TASK: Exactly reproduce each record listed below.

RECORD SET:

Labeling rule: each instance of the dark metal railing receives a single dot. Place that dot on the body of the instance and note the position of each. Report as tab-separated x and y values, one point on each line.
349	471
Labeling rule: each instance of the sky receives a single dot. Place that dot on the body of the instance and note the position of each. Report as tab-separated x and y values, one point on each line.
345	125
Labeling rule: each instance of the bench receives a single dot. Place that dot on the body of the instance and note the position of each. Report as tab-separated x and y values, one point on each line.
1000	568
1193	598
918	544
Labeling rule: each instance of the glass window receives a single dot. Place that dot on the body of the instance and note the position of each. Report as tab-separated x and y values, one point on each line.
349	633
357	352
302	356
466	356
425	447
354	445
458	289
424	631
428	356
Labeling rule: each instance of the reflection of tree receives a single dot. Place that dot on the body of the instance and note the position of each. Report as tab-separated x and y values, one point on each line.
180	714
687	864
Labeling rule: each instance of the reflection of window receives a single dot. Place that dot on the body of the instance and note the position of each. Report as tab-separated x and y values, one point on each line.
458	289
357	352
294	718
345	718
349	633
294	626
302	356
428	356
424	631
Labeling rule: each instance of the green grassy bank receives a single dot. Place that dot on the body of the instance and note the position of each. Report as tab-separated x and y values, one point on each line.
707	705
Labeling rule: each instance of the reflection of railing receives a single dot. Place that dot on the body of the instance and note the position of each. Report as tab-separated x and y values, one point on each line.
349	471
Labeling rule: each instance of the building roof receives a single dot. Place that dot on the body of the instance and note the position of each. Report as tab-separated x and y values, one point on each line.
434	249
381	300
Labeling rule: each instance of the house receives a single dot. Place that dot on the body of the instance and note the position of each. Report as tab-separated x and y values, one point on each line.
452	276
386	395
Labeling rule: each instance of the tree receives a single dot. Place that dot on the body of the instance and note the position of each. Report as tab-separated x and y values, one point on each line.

WRITTEN RESPONSE:
Labeling rule: each instance of the dark metal railing receives a single dot. Place that dot on the body of the instance and note the position of each. Report as tab-separated x and y values, one point on each line.
349	471
Labeling rule: each instance of the sky receives a single dot. Place that dot on the body of the instance and note the position of each. Report as tab-separated x and y values, one point on each line.
345	125
Labeling rule: each instance of the bench receives a single dot. Place that dot on the body of the instance and note the position of each. Report as tab-separated x and y values, one point on each line.
1000	568
1193	598
918	544
Labeling rule: each instance of the glass window receives a single dot. Place that dot on the body of the instance and note the position of each. Report as tab-separated x and y values, one point on each line.
349	633
357	352
302	356
466	356
425	447
354	445
458	289
424	631
428	356
Labeling rule: each instance of the reflection of tree receives a single dot. Place that dot on the body of the instance and note the position of each. Report as tab-separated x and y values, one point on each line.
180	714
687	864
Labeling rule: each instance of the reflection of window receives a single dot. Place that dot on the body of the instance and note the position of each. Report as tab-separated x and y values, one point on each line.
458	289
357	352
294	718
345	718
349	633
294	626
302	356
428	356
424	631
Labeling rule: each instance of the green grassy bank receives a single dot. Place that dot on the body of the instance and note the position of each. Report as tab-separated x and y values, one point on each line.
707	705
Labeling rule: each instance of the reflection of railing receives a single dot. Place that dot on the body of the instance and note the position of each. Report as tab-separated x and y values, one point on each line.
349	471
Labeling rule: each instance of the building roof receives a single dot. Place that dot on the body of the instance and note the position of each. Report as tab-separated x and y values, one point on each line.
434	249
381	300
Labeling rule: each instance of the house receives a single dot. Place that dot on the body of the instance and note the position of each. Report as tab-separated x and y values, one point on each line.
452	276
386	395
Labeling rule: each instance of the tree receives a single dot. Place that dot on the body of the instance and note the position of each. Report as tab-separated x and y values, one point on each line.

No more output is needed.